Data items:
########################################

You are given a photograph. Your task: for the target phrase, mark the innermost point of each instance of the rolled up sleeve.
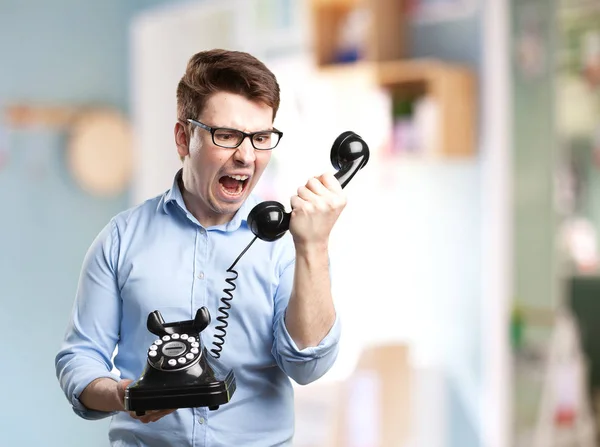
(302, 365)
(93, 329)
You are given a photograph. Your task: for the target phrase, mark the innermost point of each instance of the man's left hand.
(315, 209)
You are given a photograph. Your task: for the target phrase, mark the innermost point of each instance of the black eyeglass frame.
(250, 135)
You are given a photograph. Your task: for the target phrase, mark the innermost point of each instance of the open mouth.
(233, 185)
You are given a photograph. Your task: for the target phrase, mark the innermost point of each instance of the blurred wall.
(460, 41)
(60, 52)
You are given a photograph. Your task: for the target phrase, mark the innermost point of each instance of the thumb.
(121, 387)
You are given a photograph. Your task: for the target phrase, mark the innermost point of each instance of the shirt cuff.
(80, 409)
(290, 352)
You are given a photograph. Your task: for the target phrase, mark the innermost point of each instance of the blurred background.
(466, 264)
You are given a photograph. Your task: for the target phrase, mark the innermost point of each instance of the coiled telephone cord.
(224, 309)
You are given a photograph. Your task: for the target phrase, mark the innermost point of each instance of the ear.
(181, 140)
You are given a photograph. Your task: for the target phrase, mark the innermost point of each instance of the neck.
(206, 219)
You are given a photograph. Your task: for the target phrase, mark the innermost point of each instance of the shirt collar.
(173, 197)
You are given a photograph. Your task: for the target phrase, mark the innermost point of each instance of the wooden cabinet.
(378, 33)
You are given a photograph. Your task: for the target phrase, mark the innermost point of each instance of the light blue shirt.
(157, 256)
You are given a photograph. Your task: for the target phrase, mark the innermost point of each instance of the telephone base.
(207, 384)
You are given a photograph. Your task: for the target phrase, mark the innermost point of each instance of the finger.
(297, 202)
(306, 194)
(316, 186)
(330, 182)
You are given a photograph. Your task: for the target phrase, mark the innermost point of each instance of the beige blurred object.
(374, 405)
(18, 116)
(385, 38)
(99, 153)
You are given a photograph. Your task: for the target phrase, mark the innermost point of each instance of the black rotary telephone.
(180, 372)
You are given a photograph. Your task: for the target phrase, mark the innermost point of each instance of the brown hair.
(218, 70)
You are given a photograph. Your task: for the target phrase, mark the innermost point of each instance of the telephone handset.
(349, 153)
(180, 372)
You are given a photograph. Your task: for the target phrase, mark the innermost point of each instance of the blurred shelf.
(451, 86)
(384, 31)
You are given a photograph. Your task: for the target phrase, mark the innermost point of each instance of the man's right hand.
(150, 416)
(105, 394)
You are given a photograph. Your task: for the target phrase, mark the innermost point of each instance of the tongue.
(230, 184)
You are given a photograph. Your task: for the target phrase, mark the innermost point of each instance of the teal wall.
(53, 52)
(72, 52)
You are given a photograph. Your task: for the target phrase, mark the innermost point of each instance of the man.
(171, 254)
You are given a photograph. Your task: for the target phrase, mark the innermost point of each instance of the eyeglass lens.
(231, 138)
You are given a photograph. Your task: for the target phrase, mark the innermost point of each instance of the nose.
(244, 153)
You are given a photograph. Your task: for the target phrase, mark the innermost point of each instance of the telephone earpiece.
(349, 153)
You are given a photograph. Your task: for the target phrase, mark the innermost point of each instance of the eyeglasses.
(232, 138)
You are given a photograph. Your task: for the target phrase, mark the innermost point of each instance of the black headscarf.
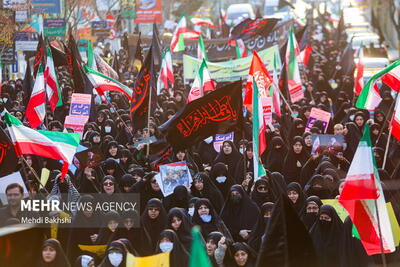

########################################

• [TASK STATEMENT] Quote the preceding records in their entirety, excluding every picture.

• [WRITTEN REPLY]
You are given a photograph. Your task: for the target phrase, mark the innermost point of each instance of the rolled up sleeve.
(302, 365)
(93, 329)
You are given a photograph. Your task: for the target phrase, mark the innermost point of each instance of the man's left hand.
(315, 209)
You are given a photograph. Your task: for the target phrase, mark the innermost point of each instance of the black eyeglass frame.
(250, 135)
You are given a photograph. Your task: for the target phrase, mark the innermost point of each instance of the open mouth.
(233, 185)
You are given a photograph. Your task: for the target phrase, mark the innermost point of each instance of the blurred wall.
(460, 41)
(60, 52)
You are given a photograph. Your task: for the target phrase, mark the innermost point of each instance of the thumb.
(121, 387)
You are given a photograph. Your task: for the target phrase, mark the innermost point of each instance of the shirt cuff.
(80, 409)
(290, 352)
You are given a photograph. Your task: for the target phrase, mark the innermost point of each instance of the blurred background.
(466, 264)
You are given a photograph. Your task: for the target phrase, mark the innermost point of each instance of the coiled telephone cord.
(224, 309)
You are given a photograph. Your task: for the target phrase, mark the innermost point of each instance of the ear.
(181, 140)
You are given a photograph. Your task: for the target phrase, mark the innermost point of each instance of the neck.
(206, 219)
You are given a photograph. Your task: for the target phrase, mark the innermost point of each instance of the shirt collar.
(173, 197)
You are given a photograph. Your task: for the target phrase, mark the innermost point of each instance of the wooden cabinet.
(378, 33)
You are given a photograph. Your task: for the target phrase, mark the innermost point of each instance of the light blue shirt.
(157, 256)
You are given a photograph. Your task: for the target phrase, mark the innermost point of each instance of the telephone base.
(207, 384)
You are given a photograph. Your task: for the target phrase, mark the innermost point of each instance of the finger.
(297, 202)
(306, 194)
(316, 186)
(330, 182)
You are given a photograph. Your task: for the target phrase, mark the innermost point of each instance of the beige blurred object.
(374, 405)
(18, 116)
(385, 38)
(99, 153)
You are given a photograph. Your task: for the target phrase, mark the innermost point of each instance of the black rotary telephone.
(180, 372)
You are given a photograph. Your task: for the target phrase, mark the innermost point of each instance of the brown hair.
(218, 70)
You are given a photograph. Your task: for the target phrase, mark the innermost point of each instance of the telephone handset.
(349, 153)
(180, 372)
You are given a photograph. Your task: for the target phrase, mark the innermost point of each instance of the blurred shelf.
(451, 86)
(384, 31)
You are given a photograph. Your task: for the target phrase, mark the innermost point of each instance of the man's right hand.
(150, 416)
(105, 394)
You are given a photograph. Your task: for the target phrase, mark the innermost point of each instance of the tongue.
(230, 184)
You are given a photograph. Your task: for the target phrase, mark the innermost point of each instance of the teal wall.
(53, 52)
(72, 52)
You are given a photograph. Your task: for the target phrase, mark the innermost point of each instance of the man.
(171, 254)
You are given a photograph. Your task: for the target phrase, mark the innermost point of each instance of the eyeglass lens.
(231, 138)
You are given a photograph. Your task: for the target phrase, mark the innermost point of each instance of the nose.
(244, 153)
You are given a photograph. Your task: for the target phrase, mark the innermost point of each instance of the telephone earpiece.
(349, 153)
You are given a photograph. Your task: for the target phrase, mark the innermost point of each instance of the eyeglasses.
(232, 138)
You are given a photograph. Your task: for the target phrase, mark the innermost point of each instance of the black headscarf.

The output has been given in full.